EXCERPT TO READ:
▬▬▬
Switching the Linux graphics stack from GLX to EGL

Hi there! This is a guest post from Robert Mader, who contributed enormous improvements to Firefox’s graphics stack on Linux.

TL;DR

In the upcoming Firefox 94 release we will enable the EGL backend for a big group of our Linux users. This will increase WebGL performance, reduce resource consumption and make our life as developers easier going forward.

Background

In order to use hardware accelerated APIs like OpenGL with windowing systems like X11 or Wayland there needs to be an interface bringing them together. For OpenGL on X11 most programs use GLX, while its successor, EGL, gets used on Wayland, Android and in the embedded space. While EGL has some major advantages compared to GLX and, in theory, can be used on X11 just as well, its adoption there has been very slow.

I can only speculate why exactly that is, but I think it comes down to the following reasons:

  1. Games and similar applications barely benefit from the switch
  2. Applications and toolkits that would benefit from it often don’t enable hardware accelerated rendering on X11 in the first place. Likely because of the bad and complex driver situation in the past etc.
  3. Because of the slow adoption, X11 EGL implementations remained buggy and incomplete → back to 2.

What changed?

Firefox is an application that benefits heavily from hardware acceleration in many areas. However, until recently, software rendering remained the default. It was only this year that finally Webrender, Firefox’s new rendering engine, got enabled for most Linux users.
There is a very long list of developments that made this step easier and thus possible. To name a few:

  1. OpenGL drivers got better
  2. Xorg DDX drivers got better (e.g. the “modesetting” driver becoming the standard for Intel)
  3. Composited desktops became more common
  4. Plugin support (Flash Player) was dropped from Firefox
  5. Webrender made hardware acceleration much more desirable compared the old OpenGL layers backend
  6. New technologies such as Wayland and DMABUF emerged

The last point was crucial for the topic of the post. When Martin Stránský implemented Wayland hardware acceleration support in Firefox, he could not reuse GLX code, but instead used the Android EGL one. From there, an interesting dynamic started.

Improving the EGL backend and sharing code

Step by step, a number of improvements were made to the EGL/Wayland backend which had effects on other platforms as well:

  1. In order to improve WebGL performance and allow efficient hardware video decoding, Martin implemented zero-copy GPU buffer sharing via DMABUF. This is much easier on EGL than on GLX. And while Firefox did have a similar buffer sharing implementation for X11 (using Xrender), that one was never stable enough to get turned on by default.
  2. I improved the EGL backend to not only support OpenGL ES but also “desktop” OpenGL, making sure it’s not lacking behind the GLX backend.
  3. I went on an made it possible to use the EGL backend on X11 as well.
  4. Martin extended the DMABUF and VAAPI support to X11.
  5. Greg, an independent Wayland contributor, wrote an initial implementation for partial damage on EGL.
  6. Jamie Nicol extended the partial damage support to properly work on Android – and thus on X11 as well.
  7. Greg made sure our GPU detection (and smoke test from days when drivers would often crash) works on Wayland without requiring Xwayland to be present, making it not require GLX any more.
▬▬▬
MATERIAL TO PROCESS:
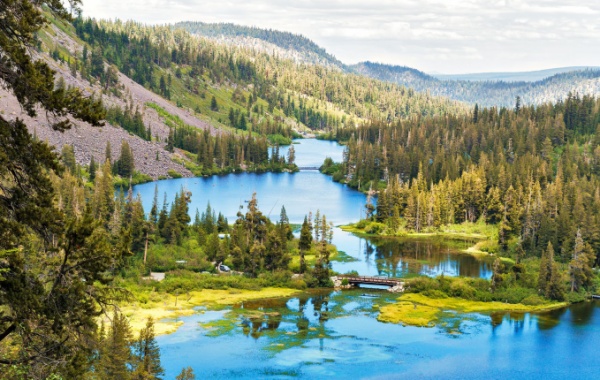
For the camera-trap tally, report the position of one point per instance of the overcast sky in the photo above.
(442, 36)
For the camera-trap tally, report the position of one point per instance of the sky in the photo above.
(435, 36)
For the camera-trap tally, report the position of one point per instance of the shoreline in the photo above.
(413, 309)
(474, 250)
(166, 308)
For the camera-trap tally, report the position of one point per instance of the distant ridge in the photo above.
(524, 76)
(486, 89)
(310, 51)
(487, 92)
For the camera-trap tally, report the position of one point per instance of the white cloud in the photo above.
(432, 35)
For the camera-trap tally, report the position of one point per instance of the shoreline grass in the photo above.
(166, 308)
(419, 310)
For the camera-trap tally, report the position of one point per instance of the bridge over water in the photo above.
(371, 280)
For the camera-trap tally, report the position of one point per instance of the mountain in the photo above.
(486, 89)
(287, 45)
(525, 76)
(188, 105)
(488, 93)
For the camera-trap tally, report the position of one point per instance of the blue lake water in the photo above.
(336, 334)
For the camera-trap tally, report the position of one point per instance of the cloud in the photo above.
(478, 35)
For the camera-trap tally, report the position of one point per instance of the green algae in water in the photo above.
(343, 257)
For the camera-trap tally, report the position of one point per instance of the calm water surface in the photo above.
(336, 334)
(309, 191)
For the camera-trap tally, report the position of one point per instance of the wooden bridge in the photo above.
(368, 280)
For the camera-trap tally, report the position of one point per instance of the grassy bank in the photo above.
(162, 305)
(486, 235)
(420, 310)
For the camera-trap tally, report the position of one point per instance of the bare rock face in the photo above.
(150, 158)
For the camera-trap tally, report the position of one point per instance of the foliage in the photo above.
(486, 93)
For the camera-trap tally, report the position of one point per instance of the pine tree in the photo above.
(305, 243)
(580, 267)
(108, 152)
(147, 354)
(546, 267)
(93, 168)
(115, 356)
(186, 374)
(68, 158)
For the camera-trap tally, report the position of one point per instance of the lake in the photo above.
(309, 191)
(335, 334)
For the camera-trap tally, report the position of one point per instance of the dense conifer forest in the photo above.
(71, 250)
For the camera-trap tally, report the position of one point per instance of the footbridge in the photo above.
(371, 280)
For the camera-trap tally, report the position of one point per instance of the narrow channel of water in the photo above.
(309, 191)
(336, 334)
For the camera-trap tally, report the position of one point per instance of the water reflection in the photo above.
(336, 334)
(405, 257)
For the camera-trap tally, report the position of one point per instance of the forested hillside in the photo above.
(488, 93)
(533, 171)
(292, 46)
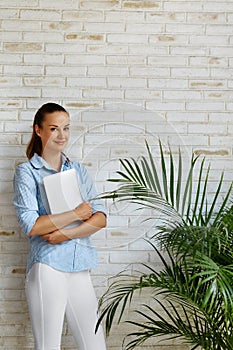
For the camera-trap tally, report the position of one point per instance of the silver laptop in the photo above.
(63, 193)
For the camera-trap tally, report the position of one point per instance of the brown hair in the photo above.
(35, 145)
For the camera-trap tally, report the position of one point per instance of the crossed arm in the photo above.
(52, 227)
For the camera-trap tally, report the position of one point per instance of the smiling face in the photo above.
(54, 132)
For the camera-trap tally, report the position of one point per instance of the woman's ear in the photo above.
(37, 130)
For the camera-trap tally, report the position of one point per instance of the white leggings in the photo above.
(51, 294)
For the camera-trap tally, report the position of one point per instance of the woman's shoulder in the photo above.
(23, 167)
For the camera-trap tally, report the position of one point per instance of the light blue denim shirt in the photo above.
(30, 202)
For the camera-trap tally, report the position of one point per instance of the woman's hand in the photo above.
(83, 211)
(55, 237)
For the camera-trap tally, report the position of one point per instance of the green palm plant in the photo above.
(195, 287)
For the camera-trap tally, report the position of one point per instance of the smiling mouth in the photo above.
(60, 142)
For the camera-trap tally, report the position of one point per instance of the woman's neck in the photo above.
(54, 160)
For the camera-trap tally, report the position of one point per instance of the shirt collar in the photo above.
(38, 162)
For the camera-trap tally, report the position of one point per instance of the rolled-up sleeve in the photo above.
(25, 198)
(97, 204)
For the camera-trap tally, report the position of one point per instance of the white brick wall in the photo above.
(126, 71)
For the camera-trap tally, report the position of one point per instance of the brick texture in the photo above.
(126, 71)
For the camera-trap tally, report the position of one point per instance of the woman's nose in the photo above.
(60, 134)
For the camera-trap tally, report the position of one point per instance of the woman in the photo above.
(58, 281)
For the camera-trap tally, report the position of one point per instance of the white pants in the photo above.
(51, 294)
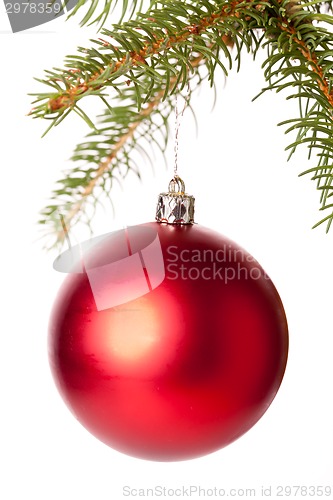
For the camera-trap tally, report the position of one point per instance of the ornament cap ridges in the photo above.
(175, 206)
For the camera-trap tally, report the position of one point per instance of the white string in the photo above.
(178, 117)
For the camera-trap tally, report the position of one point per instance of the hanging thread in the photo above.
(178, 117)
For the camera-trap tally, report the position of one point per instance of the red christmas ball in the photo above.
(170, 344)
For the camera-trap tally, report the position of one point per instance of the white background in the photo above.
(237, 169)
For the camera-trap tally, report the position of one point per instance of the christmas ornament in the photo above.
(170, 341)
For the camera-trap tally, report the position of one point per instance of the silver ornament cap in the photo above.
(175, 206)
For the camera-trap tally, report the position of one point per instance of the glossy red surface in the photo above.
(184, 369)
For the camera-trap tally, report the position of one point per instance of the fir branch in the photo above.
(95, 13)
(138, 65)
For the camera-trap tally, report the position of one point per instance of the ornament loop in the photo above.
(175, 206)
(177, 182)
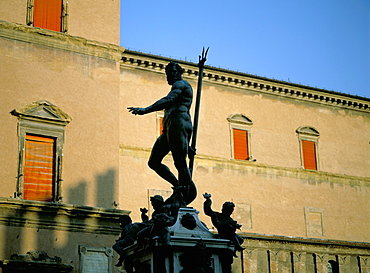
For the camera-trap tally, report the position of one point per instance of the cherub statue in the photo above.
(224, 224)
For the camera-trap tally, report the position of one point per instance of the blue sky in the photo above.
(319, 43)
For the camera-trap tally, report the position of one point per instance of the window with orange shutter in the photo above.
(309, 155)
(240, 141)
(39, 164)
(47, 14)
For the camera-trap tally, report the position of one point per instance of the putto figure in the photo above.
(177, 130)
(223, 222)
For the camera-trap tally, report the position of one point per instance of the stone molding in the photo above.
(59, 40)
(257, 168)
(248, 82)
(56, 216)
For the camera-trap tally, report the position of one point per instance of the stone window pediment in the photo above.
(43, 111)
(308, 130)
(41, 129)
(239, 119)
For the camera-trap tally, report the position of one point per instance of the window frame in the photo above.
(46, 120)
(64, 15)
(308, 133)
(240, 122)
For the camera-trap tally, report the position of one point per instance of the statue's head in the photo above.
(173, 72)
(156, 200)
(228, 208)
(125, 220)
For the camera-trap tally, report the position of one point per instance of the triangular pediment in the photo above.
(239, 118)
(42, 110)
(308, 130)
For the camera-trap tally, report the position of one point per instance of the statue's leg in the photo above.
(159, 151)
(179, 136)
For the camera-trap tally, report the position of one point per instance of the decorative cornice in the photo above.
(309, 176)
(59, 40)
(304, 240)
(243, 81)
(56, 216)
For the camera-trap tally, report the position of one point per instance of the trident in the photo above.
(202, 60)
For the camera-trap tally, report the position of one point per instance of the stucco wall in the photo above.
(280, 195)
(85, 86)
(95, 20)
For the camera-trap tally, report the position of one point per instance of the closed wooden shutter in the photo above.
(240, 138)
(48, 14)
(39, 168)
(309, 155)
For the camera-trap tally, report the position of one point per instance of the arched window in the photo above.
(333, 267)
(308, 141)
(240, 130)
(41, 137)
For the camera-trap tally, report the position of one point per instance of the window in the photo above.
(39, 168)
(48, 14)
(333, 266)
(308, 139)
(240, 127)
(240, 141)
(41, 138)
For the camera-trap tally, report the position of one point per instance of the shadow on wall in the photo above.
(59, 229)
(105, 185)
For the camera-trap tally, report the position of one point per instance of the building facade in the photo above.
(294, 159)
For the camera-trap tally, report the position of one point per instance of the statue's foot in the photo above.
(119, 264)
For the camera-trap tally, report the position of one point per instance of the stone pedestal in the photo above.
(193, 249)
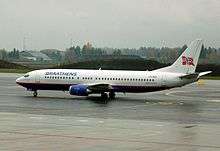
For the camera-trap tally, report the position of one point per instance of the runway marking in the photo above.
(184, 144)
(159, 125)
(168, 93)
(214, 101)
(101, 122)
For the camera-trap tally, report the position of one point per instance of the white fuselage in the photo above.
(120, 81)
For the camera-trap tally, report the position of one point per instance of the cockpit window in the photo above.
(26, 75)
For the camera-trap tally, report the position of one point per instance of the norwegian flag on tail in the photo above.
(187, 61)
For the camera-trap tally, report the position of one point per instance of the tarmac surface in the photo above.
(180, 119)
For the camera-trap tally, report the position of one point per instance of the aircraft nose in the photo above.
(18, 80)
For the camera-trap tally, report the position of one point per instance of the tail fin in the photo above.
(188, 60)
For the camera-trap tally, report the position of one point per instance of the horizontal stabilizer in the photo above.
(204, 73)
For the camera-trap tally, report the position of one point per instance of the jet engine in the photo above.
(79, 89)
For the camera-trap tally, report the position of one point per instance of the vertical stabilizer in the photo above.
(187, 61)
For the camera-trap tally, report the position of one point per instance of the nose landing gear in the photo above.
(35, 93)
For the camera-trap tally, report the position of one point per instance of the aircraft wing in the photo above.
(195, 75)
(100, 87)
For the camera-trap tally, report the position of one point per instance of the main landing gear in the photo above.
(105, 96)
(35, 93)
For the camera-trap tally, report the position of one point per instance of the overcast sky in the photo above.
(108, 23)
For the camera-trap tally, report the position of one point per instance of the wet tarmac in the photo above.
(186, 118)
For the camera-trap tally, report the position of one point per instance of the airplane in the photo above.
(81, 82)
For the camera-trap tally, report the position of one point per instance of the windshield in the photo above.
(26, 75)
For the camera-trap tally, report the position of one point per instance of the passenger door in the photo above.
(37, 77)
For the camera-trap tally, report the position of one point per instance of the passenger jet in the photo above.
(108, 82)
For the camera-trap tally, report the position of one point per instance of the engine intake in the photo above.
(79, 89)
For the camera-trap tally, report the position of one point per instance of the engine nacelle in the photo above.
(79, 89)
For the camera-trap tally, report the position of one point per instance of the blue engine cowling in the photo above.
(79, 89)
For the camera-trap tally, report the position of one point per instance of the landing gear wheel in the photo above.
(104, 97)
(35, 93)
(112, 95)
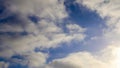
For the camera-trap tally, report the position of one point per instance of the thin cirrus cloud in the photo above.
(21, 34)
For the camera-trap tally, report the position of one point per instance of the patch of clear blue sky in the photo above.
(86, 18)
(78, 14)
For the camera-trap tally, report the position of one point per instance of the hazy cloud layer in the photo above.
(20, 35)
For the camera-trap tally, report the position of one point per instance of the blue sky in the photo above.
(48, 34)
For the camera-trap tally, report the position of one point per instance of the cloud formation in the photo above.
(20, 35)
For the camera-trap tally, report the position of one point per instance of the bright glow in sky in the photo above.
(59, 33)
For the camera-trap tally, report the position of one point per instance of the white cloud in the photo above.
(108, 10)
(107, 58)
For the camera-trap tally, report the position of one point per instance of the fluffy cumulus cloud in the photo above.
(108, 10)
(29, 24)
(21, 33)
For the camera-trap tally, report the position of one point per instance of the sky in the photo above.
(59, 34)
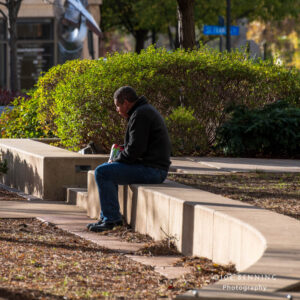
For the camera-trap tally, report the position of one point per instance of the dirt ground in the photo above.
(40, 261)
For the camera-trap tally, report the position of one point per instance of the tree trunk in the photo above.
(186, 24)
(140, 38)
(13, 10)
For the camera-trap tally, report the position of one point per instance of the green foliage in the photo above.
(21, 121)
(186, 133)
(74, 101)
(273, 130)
▬▬▬
TO BE DONE:
1. Collect each line of the rows above that contains the string "shoreline".
2. Go on with the post about moving Firefox's Linux graphics stack from GLX to EGL, starting right after its final sentence.

RESULTS IN ORDER:
1.
For the camera-trap tally, report the position of one point per instance of the shoreline in the photo above.
For the camera-trap tally, report the position of one point per instance of the shoreline grass in the photo above.

2.
This is just a very small extraction of examples and maybe it gives you an idea of what I’m trying to say: more and more code gets shared between Wayland, X11/EGL and Android. This improves code quality, increases available time to spend on features and bugs, reduces the maintenance burden – you name it.

Making EGL the default

Over the last year, more and more user found out about the possibility to use EGL on X11 – likely because it’s a prerequisite for hardware video decoding. Lots of bugs got fixed in Firefox but also other components. Now we finally feel ready to let it ride the trains. As of Firefox 94, users using Mesa driver >= 21 will get it by default. Users of the proprietary Nvidia driver will need to wait a little bit longer as the currently released drivers lack an important extension. However, most likely we’ll be able to enable EGL on the 470 series onwards. DMABUF support (and thus better WebGL performance) requires GBM support and will be limited to the 495 series onwards.

Benefits for users

So what exactly can you expect, and why? Mainly:

  1. Improved WebGL performance. Thanks to DMABUF zero-copy buffer sharing, WebGL can be done both sandboxed and without round-trip to system ram. WebGL is not only used in obvious places such as games, but also in more subtle ways, e.g. on Google Maps.
  2. Reduced power consumption. With partial damage we don’t need to redraw the whole window any more if only a small part of the content changed. Common examples here are small animations on websites or when loading tabs.
  3. Less bugs. EGL is more modern, much better suited for complex hardware accelerated desktop applications and used on more platforms, compared to GLX.
  4. Hardware video decoding by default is another crucial step closer – in fact for most users it should now be only one preference away (but beware, it still has a couple of bugs).

Special thanks

There is long list of people who have contributed to this step. To name a few: Martin Stránský, Andrew Osmond, Jamie Nicol, Grep V, Jan Ikenmeyer (Darkspirit), Michel Dänzer, the Firefox GFX-Team, the Mesa project and contributors, the Nvidia drivers team, the GTK team.

Finally: thanks a lot to all users who filed bugs and helped us fix them!

About the author

Hi, I’m Robert Mader, a free time FOSS contributor, mainly working on Firefox and Mutter/Gnome-Shell.

28 thoughts on “Switching the Linux graphics stack from GLX to EGL

  1. Great news! Can’t wait to improve my testing on webgl applications and throw away chrome! Big THANKS to all contributers!

  2. Great.

    I hope this work will entirely fix Video playback in Firefox.

    Firefox is excellent on big, established, media sites like Youtube or Facebook, but on minor or obscur ones, I find myself, more often than not, trying to resolve weird issues like playback stopping and (sometimes) not resuming unless I refresh the page…, videos not playing at all…, etc.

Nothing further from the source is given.